Lista de tarefas:
1. Responda às perguntas abaixo com base no texto sobre os filmes do submundo.
(a) Quais atores interpretam o casal em "Sid & Nancy: Love Kills"?
(b) Em que hotel Valerie Solanas viveu no submundo nova-iorquino?
(c) Quem assina a trilha sonora de "I Shot Andy Warhol"?
2. Escreva a continuação do texto sobre os filmes do submundo a partir do ponto em que ele termina.

Posts from — agosto 2012
Três filmes: Retratos do Submundo
“Sid & Nancy: Love Kills” (1986)
Antes de entrar no Sex Pistols, John Simon Ritchie já tinha tocado bateria no Siouxsie and the Banshees e sido cotado para ser vocalista do The Damned, mas Alex Cox não está muito interessado em contar história rock and roll em “Sid & Nancy: Love Kills”, preferindo focar suas lentes na degradação do romance entre o baixista e a groupie mal-encarada Nancy Spungen, casal perfeitamente interpretado por Gary Oldman e Chloe Webb. Ainda assim, alguns fatos históricos do punk rock estão presentes, como o dia em que Sid usou o contrabaixo como um taco de beisebol em um jornalista que havia detonado o Sex Pistols ou a cena épica do famoso show no Tamisa (haviam proibido o Sex Pistols de pisar ao vivo no solo britânico, mas a proibição não dizia nada sobre tocar sobre a água), suavizada pelo romance: enquanto dezenas de pessoas apanham da polícia, o casal sai abraçado atravessando a tudo e todos. Eis o principal problema do filme: não é o amor que mata, mas a relação perigosa do casal com as drogas pesadas, e elas são secundarias na trama (muitas vezes exageradamente estilizadas). Alex Cox, que divide o roteiro com Abbel Wool, sentimentaliza um personagem icônico que simboliza uma Inglaterra decadente, e deu sorte de ter acertado na escolha da dupla de atores principais num filme que sugere dor, perigo, descontrole e violência, mas não as exibe.
“Eu Atirei em Andy Warhol” (“I Shot Andy Warhol”, 1996)
Valerie Solanas foi uma importante militante radical, autora do manifesto “Scum”, no qual pregava o extermínio de todos os homens da Terra. Os três tiros que disparou contra Andy Warhol em junho de 1968 são o capítulo final de sua história (com um epilogo marcado por prisões, depressão e internação em hospitais psiquiátricos), e “I Shot Andy Warhol”, que surgiu como um documentário, busca contar sua gênese, com flashs de uma infância difícil e uma passagem destacada pela Faculdade de Psicologia, momento em que Valerie se descobre lésbica e parte em direção ao submundo nova-iorquino, vivendo no mítico e decadente Chelsea Hotel, participando de filmes da Factory, de Andy Warhol, e se prostituindo. A diretora Mary Harron (que quatro anos depois assinaria o genial “Psicopata Americano”) apresenta diversos trechos do polêmico manifesto ao mesmo tempo em que lança luz sobre o desejo desenfreado de Valerie pela fama retratando de forma distante um submundo recheado por drogas, sexo e personagens exóticos. Lou Reed atacou o filme, e não liberou nenhuma canção sua para a trilha, assinada pelo ex-parcerio John Cale (ainda assim o CD da trilha é brilhante com belos covers de Wilco, R.E.M., Luna, Pavement e Yo La Tengo). Destaque para Stephen Dorff, que brilha como o famoso travesti Candy Darling, e Jared Harris (o Lane Pryce de Mad Men) como Warhol em outro filme que tem mais valor histórico do que cinematográfico.

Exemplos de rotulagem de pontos
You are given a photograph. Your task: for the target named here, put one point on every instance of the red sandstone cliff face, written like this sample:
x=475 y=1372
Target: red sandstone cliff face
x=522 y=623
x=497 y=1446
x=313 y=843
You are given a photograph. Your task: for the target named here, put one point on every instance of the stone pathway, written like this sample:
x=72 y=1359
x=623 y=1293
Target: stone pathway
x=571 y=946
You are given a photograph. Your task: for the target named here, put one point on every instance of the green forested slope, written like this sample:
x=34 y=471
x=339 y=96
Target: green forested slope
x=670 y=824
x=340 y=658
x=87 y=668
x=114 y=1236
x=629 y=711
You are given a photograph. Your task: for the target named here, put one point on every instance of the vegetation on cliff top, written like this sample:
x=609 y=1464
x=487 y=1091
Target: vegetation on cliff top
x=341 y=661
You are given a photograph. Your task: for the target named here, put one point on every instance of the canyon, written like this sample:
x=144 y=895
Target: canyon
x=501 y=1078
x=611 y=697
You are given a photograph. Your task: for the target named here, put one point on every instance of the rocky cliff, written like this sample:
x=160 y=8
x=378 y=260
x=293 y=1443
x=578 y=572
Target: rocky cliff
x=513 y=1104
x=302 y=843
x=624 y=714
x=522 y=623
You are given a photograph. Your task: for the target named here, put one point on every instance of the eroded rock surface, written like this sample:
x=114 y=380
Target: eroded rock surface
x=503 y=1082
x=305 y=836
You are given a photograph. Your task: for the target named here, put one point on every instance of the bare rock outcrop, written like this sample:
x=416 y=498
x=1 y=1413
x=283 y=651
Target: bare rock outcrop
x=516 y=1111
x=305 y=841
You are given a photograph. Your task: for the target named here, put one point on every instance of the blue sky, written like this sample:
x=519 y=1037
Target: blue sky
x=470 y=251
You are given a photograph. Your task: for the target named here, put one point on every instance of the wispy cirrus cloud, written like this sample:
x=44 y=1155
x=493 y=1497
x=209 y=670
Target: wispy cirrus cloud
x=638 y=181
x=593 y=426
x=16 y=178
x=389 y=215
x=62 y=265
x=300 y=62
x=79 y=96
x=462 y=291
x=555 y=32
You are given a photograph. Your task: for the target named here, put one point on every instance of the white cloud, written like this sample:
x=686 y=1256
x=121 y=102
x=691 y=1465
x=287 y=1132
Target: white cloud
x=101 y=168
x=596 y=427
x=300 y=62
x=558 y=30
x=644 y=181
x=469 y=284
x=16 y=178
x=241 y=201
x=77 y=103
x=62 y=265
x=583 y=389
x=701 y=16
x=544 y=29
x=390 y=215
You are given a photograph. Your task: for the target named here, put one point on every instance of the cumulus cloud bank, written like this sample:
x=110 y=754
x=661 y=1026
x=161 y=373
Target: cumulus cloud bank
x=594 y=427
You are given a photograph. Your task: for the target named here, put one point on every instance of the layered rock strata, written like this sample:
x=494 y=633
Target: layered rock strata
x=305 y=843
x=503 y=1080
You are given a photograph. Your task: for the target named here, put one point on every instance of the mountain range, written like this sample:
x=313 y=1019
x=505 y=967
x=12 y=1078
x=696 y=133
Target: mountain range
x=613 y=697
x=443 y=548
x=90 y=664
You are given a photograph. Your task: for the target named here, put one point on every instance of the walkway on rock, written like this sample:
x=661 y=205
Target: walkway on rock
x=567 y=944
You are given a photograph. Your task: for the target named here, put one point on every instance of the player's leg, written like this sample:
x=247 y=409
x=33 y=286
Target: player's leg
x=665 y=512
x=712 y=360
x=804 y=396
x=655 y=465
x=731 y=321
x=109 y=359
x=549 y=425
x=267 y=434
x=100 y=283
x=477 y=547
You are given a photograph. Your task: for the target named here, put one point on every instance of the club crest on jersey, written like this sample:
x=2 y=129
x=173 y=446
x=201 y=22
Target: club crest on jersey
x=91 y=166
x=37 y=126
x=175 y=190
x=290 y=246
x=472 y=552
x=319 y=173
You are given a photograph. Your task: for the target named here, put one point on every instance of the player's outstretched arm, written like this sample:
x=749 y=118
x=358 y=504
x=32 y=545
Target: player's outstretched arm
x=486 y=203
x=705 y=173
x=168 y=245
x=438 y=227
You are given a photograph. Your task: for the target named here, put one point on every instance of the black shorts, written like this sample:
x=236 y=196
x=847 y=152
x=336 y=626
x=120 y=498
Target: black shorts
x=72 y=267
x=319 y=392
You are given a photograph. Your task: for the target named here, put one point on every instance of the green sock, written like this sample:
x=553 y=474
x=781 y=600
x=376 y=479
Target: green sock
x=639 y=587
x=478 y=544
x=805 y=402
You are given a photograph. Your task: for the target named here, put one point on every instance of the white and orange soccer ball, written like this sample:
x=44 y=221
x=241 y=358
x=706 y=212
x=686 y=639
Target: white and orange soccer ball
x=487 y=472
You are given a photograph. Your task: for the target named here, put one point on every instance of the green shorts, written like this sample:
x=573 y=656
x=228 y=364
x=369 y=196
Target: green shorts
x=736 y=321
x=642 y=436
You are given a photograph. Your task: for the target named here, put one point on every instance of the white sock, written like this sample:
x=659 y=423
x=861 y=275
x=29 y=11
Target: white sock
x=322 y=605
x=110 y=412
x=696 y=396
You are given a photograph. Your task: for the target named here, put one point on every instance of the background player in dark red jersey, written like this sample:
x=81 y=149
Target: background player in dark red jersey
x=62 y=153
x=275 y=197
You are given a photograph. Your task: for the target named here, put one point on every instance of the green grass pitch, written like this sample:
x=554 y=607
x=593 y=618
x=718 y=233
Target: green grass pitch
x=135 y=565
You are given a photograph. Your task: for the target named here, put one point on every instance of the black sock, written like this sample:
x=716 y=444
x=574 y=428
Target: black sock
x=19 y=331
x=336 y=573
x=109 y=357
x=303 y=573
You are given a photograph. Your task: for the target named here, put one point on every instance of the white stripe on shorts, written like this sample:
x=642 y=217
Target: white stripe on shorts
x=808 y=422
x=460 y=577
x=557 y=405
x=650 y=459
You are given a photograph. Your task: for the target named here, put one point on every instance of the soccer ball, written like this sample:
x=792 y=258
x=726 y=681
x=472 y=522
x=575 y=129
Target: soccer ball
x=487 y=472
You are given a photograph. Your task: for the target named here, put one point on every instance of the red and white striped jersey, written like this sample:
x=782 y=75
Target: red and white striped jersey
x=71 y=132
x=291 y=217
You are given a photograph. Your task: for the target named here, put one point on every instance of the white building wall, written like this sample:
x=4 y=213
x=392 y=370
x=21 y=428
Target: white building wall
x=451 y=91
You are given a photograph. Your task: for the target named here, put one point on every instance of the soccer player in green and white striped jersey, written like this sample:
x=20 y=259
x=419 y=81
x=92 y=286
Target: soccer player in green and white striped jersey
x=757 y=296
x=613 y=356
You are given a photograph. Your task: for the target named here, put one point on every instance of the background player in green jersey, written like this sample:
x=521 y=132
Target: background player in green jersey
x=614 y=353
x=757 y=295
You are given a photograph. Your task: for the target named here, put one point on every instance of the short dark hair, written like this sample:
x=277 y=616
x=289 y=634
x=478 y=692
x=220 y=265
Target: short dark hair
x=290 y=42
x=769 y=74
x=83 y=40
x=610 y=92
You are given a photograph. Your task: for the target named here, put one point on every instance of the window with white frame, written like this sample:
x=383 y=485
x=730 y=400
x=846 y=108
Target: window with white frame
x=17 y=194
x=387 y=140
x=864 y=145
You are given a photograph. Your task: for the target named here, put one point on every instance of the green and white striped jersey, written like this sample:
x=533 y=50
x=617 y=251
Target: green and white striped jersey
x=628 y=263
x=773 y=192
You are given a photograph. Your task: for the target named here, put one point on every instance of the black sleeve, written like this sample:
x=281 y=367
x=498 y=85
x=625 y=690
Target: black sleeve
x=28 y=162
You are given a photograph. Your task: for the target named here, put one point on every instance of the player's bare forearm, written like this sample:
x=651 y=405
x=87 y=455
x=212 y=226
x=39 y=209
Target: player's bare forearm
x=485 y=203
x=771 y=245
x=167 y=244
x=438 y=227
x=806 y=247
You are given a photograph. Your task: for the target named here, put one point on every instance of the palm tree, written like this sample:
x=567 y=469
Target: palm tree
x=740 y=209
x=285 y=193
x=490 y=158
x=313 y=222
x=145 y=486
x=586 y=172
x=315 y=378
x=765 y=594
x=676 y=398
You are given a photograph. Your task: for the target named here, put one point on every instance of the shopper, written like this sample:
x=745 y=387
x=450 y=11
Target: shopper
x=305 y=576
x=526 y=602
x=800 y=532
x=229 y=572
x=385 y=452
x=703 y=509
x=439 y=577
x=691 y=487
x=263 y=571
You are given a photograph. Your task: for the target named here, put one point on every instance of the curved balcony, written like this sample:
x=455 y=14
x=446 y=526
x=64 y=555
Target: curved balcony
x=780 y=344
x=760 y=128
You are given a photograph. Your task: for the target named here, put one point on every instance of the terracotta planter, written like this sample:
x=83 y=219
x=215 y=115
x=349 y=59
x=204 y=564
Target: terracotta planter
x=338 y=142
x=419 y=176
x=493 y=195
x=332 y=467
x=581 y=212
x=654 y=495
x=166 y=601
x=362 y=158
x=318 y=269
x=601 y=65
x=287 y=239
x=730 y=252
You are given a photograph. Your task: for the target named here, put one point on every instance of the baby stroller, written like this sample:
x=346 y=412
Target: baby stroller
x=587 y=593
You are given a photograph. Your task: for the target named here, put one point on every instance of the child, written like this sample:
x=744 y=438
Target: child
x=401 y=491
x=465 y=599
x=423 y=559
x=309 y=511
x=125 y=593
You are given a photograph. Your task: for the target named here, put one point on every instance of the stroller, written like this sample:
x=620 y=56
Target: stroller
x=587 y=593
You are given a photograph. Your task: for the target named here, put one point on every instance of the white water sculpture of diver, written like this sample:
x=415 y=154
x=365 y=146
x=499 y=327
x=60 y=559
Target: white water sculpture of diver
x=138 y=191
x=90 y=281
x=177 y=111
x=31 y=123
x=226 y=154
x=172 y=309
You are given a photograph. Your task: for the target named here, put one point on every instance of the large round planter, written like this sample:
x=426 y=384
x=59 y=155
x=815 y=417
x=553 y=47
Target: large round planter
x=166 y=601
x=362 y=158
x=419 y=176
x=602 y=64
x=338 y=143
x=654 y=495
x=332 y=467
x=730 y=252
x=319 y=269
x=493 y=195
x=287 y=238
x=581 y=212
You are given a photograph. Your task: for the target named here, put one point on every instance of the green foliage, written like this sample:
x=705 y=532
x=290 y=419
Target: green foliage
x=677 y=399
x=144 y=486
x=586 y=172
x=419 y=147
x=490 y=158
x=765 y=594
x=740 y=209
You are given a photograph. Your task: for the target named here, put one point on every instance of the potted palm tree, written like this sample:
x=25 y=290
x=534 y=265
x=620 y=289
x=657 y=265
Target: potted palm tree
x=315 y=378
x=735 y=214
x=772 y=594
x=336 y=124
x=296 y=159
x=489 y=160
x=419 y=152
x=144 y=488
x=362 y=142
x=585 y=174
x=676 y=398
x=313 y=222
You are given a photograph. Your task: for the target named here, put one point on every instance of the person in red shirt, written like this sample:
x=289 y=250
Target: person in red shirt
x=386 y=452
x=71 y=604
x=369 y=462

Respostas por tarefa:
1.
(a) Gary Oldman e Chloe Webb.
(b) No Chelsea Hotel.
(c) John Cale.

2.
“Boogie Nights” (1997)
Segundo filme da carreira do prestigiado diretor Paul Thomas Anderson (que, posteriormente, filmaria os obrigatórios “Magnólia” e “Sangue Negro”), “Boogie Nights” é um excelente retrato do submundo da indústria pornô no final dos anos 70, começo dos 80. Um jovem bem dotado é descoberto em uma boate por um diretor, e estreia como ator alcançando fama e dinheiro, e junto cocaína. A inspiração de boa parte da trama é o ator John Holmes, ícone pornô que transou com duas gerações de estrelas pornográficas, de Seka e Marilyn Chambers a Ginger Lynn e Ciccolina, tentou uma carreira paralela em filmes de ação (retratada no filme) e se viu envolvido em um assalto (para obter cocaína) que terminou com quatro mortos (passagem também presente em “Boogie Nights”). Com um elenco brilhante liderado por Mark Wahlberg (como o ator pornô Dirk Diggler), Burt Reynolds (como o diretor Jack Horner) e Julianne Moore (como a atriz pornô Amber Waves), e que ainda conta com participações excelentes de Heather Graham, Don Cheadle, John C. Reilly e Philip Seymour Hoffman (entre outros), “Boogie Nights” é uma típica história de ascensão e queda, de pessoas despreparadas para o sucesso em uma indústria perigosamente sustentada pelo proibido, contada com excelência por Paul Thomas Anderson.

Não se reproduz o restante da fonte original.